Todavia, um beijo na boca é como dormir na cama dos pais - um sinal de inversão do triângulo pai-mãe-filho, e uma intrusão do filho na relação conjugal dos pais, com perturbação da sua futura relação conjugal (seja com o Noddy ou a Ursa Teresa, com o João ou a Teresa do Infantário, ou mais tarde com o Príncipe ou Princesa encantados).
Portanto, JMT: nãããããão !!!!! A menos que gostem de lançar bombas atómicas ou deixar o percurso de vida dos vossos filhos cheios de minas!
Antes que comecem a acusar-me, após a mega-polémica da amamentação, de me estar a transformar no Bloco de Esquerda da vida familiar - por aqui, é só temas fracturantes -, devo dizer-vos que a pergunta não é minha, mas da leitora Ana, que me desafia a opinar sobre dar beijos na boca dos filhos. E acrescenta:
Não acho nojo, mas incomoda-me.
━━━━
- Instruções
(a) No excerto fornecido, quem colocou a pergunta sobre dar beijos na boca dos filhos?
(b) Indique se cada afirmação concorda com o excerto fornecido, respondendo sim ou não e citando as palavras do excerto que o decidem: (i) Quem escreve afirma que a pergunta é da própria autoria. (ii) O beijo na boca é comparado a dormir na cama dos pais. (iii) A leitora declara sentir nojo.
━━━━
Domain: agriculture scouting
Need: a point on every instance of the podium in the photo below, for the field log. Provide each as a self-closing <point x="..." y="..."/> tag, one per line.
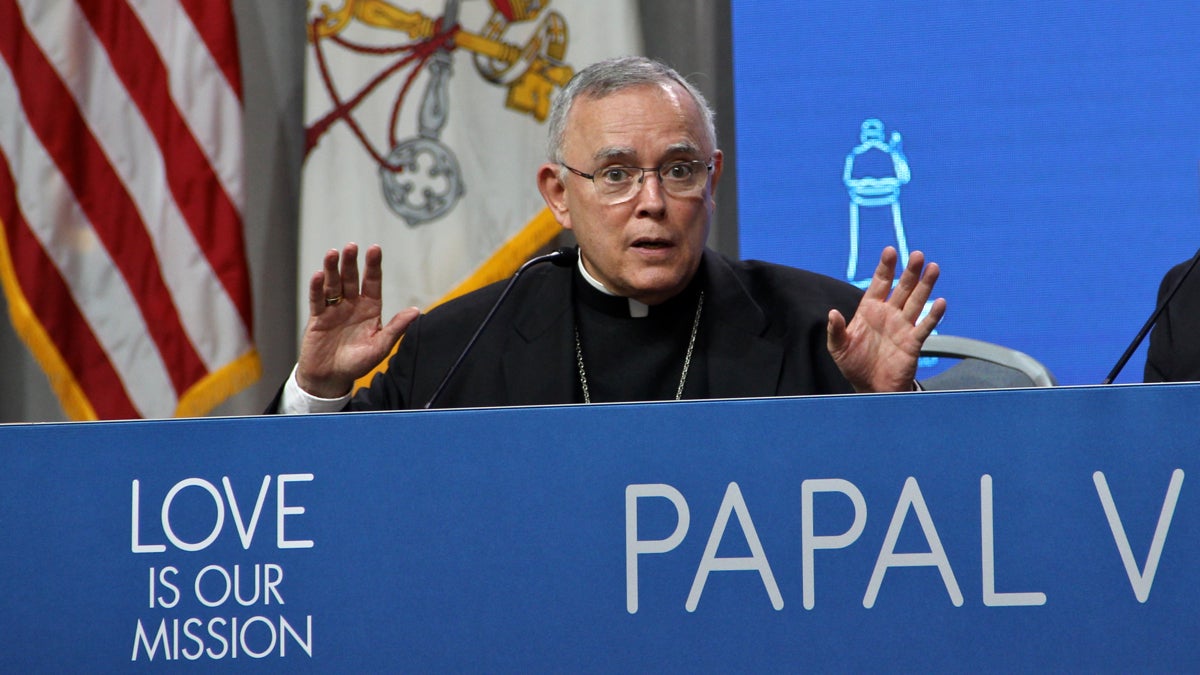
<point x="1007" y="530"/>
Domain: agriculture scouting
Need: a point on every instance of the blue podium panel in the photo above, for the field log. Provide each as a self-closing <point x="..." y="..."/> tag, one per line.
<point x="1008" y="530"/>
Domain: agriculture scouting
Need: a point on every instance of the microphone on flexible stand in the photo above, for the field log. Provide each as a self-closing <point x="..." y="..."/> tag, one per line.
<point x="562" y="257"/>
<point x="1150" y="322"/>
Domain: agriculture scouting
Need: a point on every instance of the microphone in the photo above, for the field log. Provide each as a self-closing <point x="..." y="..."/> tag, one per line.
<point x="562" y="257"/>
<point x="1150" y="322"/>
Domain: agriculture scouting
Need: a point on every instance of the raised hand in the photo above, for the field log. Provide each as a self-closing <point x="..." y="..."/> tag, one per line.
<point x="345" y="336"/>
<point x="879" y="350"/>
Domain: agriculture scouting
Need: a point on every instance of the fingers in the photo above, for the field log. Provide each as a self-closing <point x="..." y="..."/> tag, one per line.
<point x="335" y="282"/>
<point x="835" y="332"/>
<point x="349" y="288"/>
<point x="885" y="272"/>
<point x="331" y="288"/>
<point x="372" y="275"/>
<point x="924" y="288"/>
<point x="907" y="282"/>
<point x="400" y="323"/>
<point x="317" y="293"/>
<point x="927" y="326"/>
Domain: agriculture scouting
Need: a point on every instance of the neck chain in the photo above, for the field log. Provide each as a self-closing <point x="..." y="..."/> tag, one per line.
<point x="687" y="358"/>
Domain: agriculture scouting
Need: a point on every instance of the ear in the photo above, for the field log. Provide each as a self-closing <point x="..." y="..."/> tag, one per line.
<point x="553" y="191"/>
<point x="718" y="162"/>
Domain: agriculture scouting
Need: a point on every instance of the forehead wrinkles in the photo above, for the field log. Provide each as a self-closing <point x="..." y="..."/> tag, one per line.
<point x="627" y="154"/>
<point x="635" y="123"/>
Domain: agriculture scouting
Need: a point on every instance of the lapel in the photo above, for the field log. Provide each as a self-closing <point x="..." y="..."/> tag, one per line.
<point x="743" y="359"/>
<point x="539" y="360"/>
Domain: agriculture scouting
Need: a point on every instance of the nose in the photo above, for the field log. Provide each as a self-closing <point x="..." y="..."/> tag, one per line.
<point x="651" y="202"/>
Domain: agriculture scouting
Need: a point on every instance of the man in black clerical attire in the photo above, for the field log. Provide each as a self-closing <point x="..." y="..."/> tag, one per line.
<point x="646" y="312"/>
<point x="1174" y="352"/>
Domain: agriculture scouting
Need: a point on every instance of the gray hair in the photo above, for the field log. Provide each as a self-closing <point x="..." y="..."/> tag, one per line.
<point x="609" y="77"/>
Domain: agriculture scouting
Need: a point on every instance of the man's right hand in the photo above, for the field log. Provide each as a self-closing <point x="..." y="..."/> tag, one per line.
<point x="345" y="336"/>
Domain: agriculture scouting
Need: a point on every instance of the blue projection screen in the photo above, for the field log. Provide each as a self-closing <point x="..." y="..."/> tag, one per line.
<point x="1047" y="154"/>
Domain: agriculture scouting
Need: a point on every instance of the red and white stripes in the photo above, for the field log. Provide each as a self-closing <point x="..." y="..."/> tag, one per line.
<point x="120" y="202"/>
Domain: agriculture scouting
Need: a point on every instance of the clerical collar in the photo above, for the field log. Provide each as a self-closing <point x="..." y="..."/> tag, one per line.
<point x="636" y="309"/>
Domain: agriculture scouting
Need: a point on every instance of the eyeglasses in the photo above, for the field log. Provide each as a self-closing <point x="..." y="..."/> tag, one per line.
<point x="684" y="178"/>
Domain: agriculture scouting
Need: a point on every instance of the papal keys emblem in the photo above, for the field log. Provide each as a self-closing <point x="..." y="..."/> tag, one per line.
<point x="419" y="174"/>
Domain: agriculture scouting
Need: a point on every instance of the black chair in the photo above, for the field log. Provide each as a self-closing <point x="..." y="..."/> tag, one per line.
<point x="983" y="365"/>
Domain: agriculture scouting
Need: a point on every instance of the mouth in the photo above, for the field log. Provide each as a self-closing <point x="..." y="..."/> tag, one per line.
<point x="648" y="244"/>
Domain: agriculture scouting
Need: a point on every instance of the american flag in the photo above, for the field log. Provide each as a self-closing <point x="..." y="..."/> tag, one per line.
<point x="121" y="250"/>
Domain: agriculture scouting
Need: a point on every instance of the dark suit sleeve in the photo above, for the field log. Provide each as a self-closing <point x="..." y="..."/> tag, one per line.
<point x="1174" y="353"/>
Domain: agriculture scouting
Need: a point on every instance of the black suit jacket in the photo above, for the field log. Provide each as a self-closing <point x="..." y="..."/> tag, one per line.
<point x="1174" y="352"/>
<point x="763" y="334"/>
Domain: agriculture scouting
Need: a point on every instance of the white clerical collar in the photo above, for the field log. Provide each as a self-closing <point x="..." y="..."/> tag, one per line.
<point x="636" y="310"/>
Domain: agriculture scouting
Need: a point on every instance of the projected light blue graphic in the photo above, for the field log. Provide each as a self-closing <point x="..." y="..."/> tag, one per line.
<point x="1054" y="162"/>
<point x="874" y="173"/>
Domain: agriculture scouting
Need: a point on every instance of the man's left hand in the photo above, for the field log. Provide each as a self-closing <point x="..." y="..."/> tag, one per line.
<point x="879" y="350"/>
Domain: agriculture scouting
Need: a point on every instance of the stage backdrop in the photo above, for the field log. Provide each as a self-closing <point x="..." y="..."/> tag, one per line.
<point x="1043" y="153"/>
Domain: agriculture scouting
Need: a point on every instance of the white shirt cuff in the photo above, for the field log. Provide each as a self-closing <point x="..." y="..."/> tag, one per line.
<point x="295" y="400"/>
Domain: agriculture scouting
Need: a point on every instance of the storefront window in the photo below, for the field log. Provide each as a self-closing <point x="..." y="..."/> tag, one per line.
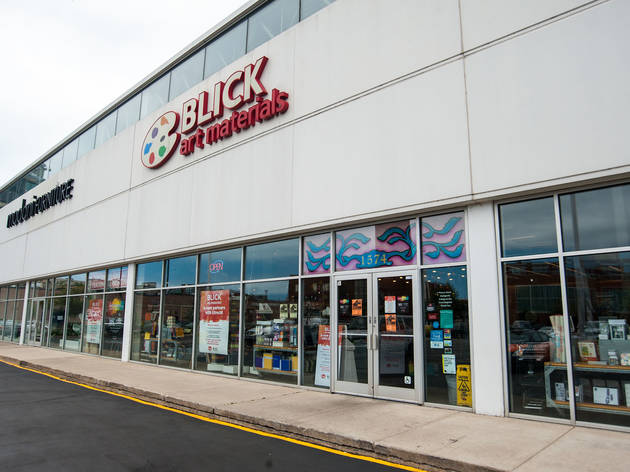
<point x="113" y="325"/>
<point x="316" y="254"/>
<point x="149" y="275"/>
<point x="598" y="296"/>
<point x="61" y="286"/>
<point x="308" y="7"/>
<point x="180" y="271"/>
<point x="270" y="348"/>
<point x="535" y="338"/>
<point x="316" y="332"/>
<point x="128" y="114"/>
<point x="146" y="326"/>
<point x="17" y="321"/>
<point x="220" y="266"/>
<point x="117" y="279"/>
<point x="385" y="245"/>
<point x="596" y="219"/>
<point x="270" y="260"/>
<point x="96" y="281"/>
<point x="217" y="328"/>
<point x="93" y="324"/>
<point x="58" y="317"/>
<point x="177" y="327"/>
<point x="443" y="239"/>
<point x="73" y="326"/>
<point x="8" y="320"/>
<point x="528" y="228"/>
<point x="446" y="336"/>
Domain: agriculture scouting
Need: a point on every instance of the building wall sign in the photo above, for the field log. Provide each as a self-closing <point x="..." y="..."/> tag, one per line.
<point x="58" y="194"/>
<point x="201" y="122"/>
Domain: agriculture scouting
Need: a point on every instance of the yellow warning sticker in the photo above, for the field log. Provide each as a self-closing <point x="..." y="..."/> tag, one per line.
<point x="464" y="387"/>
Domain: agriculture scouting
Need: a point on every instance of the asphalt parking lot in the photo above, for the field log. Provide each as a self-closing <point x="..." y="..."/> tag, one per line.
<point x="46" y="424"/>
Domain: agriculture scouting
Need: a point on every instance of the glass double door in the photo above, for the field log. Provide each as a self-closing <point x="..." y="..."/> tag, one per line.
<point x="376" y="323"/>
<point x="34" y="322"/>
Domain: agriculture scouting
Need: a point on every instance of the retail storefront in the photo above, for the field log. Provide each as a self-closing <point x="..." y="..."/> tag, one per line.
<point x="422" y="215"/>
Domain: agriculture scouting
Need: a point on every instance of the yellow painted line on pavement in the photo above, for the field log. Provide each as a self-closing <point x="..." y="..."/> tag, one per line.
<point x="225" y="423"/>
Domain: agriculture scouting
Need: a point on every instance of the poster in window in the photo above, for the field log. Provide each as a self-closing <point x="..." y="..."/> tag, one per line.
<point x="94" y="318"/>
<point x="390" y="304"/>
<point x="214" y="321"/>
<point x="357" y="307"/>
<point x="390" y="322"/>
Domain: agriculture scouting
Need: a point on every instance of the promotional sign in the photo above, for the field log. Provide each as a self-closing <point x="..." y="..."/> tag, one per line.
<point x="322" y="364"/>
<point x="94" y="318"/>
<point x="241" y="87"/>
<point x="464" y="392"/>
<point x="214" y="321"/>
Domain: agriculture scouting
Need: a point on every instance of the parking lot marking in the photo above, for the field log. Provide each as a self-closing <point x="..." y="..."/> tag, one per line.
<point x="225" y="423"/>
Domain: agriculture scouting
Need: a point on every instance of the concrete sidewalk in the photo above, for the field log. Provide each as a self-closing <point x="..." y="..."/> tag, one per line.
<point x="429" y="438"/>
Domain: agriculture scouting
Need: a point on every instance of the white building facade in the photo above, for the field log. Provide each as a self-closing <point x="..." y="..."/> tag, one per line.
<point x="423" y="201"/>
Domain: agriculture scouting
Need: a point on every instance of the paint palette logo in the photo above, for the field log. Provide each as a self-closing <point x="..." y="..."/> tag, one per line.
<point x="161" y="140"/>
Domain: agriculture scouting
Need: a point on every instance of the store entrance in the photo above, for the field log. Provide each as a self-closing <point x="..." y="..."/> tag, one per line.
<point x="376" y="321"/>
<point x="34" y="320"/>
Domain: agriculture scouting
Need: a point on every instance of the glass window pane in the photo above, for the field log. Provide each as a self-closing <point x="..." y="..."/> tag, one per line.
<point x="93" y="324"/>
<point x="187" y="74"/>
<point x="105" y="129"/>
<point x="128" y="114"/>
<point x="217" y="328"/>
<point x="598" y="289"/>
<point x="278" y="259"/>
<point x="77" y="283"/>
<point x="154" y="96"/>
<point x="96" y="281"/>
<point x="61" y="285"/>
<point x="57" y="321"/>
<point x="180" y="271"/>
<point x="55" y="164"/>
<point x="70" y="153"/>
<point x="8" y="320"/>
<point x="177" y="327"/>
<point x="311" y="6"/>
<point x="384" y="245"/>
<point x="537" y="373"/>
<point x="443" y="239"/>
<point x="86" y="142"/>
<point x="315" y="327"/>
<point x="146" y="328"/>
<point x="528" y="228"/>
<point x="220" y="266"/>
<point x="117" y="279"/>
<point x="316" y="254"/>
<point x="225" y="49"/>
<point x="270" y="349"/>
<point x="149" y="275"/>
<point x="73" y="327"/>
<point x="3" y="307"/>
<point x="271" y="20"/>
<point x="17" y="320"/>
<point x="596" y="218"/>
<point x="113" y="325"/>
<point x="445" y="297"/>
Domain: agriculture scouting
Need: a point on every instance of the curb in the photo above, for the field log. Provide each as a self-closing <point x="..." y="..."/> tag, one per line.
<point x="344" y="443"/>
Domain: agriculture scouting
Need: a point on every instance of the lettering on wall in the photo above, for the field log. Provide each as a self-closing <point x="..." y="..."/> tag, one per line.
<point x="40" y="204"/>
<point x="209" y="119"/>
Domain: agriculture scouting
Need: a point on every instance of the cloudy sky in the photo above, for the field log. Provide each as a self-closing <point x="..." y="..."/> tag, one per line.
<point x="65" y="60"/>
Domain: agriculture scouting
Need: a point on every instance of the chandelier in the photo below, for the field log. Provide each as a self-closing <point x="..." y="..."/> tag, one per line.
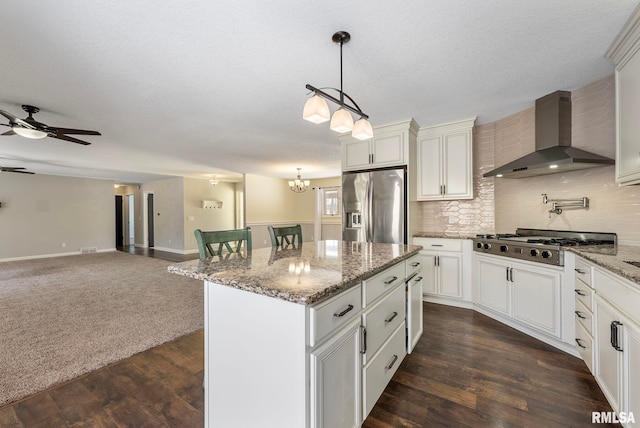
<point x="298" y="185"/>
<point x="316" y="109"/>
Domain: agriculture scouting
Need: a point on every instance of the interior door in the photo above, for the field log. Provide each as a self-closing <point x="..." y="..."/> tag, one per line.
<point x="119" y="224"/>
<point x="150" y="219"/>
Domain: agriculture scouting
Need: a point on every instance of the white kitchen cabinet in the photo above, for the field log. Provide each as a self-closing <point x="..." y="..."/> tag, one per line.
<point x="414" y="290"/>
<point x="618" y="340"/>
<point x="527" y="294"/>
<point x="335" y="380"/>
<point x="444" y="161"/>
<point x="443" y="269"/>
<point x="388" y="147"/>
<point x="585" y="327"/>
<point x="625" y="52"/>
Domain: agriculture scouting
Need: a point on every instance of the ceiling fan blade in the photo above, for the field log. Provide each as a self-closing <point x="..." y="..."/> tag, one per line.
<point x="67" y="138"/>
<point x="72" y="131"/>
<point x="21" y="172"/>
<point x="9" y="116"/>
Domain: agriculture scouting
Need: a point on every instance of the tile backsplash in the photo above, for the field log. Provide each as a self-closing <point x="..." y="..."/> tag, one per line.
<point x="502" y="205"/>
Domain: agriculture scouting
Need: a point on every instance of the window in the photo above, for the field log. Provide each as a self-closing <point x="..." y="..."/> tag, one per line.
<point x="330" y="201"/>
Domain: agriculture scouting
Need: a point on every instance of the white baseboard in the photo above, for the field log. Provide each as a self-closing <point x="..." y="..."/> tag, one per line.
<point x="47" y="256"/>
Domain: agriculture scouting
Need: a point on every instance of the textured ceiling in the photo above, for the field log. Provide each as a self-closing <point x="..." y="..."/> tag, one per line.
<point x="193" y="88"/>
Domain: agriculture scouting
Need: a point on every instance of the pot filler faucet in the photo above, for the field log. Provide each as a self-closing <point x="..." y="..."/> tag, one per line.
<point x="558" y="204"/>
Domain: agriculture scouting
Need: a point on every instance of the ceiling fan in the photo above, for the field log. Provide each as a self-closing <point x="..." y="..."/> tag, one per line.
<point x="15" y="169"/>
<point x="31" y="128"/>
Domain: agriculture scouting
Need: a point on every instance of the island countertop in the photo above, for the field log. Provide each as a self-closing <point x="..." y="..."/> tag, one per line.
<point x="304" y="275"/>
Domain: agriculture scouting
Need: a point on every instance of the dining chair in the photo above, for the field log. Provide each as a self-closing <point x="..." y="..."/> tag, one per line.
<point x="225" y="239"/>
<point x="281" y="236"/>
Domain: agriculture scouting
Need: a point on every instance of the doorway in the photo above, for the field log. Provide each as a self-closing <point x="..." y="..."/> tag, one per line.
<point x="119" y="225"/>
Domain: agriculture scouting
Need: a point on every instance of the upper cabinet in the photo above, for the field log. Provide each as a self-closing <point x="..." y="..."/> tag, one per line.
<point x="625" y="52"/>
<point x="388" y="147"/>
<point x="444" y="161"/>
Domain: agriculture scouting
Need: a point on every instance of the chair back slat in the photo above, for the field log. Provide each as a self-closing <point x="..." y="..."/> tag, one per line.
<point x="223" y="238"/>
<point x="288" y="234"/>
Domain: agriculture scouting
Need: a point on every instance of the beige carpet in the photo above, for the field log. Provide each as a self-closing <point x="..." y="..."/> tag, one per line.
<point x="65" y="316"/>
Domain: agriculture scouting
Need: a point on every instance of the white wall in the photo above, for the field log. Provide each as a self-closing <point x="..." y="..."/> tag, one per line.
<point x="196" y="217"/>
<point x="41" y="212"/>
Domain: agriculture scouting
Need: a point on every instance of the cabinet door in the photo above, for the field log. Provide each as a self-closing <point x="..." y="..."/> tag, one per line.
━━━━
- Resultados do exercício
(a) A leitora Ana.

(b)
(i) Não: "a pergunta não é minha, mas da leitora Ana".
(ii) Sim: "um beijo na boca é como dormir na cama dos pais".
(iii) Não: "Não acho nojo, mas incomoda-me."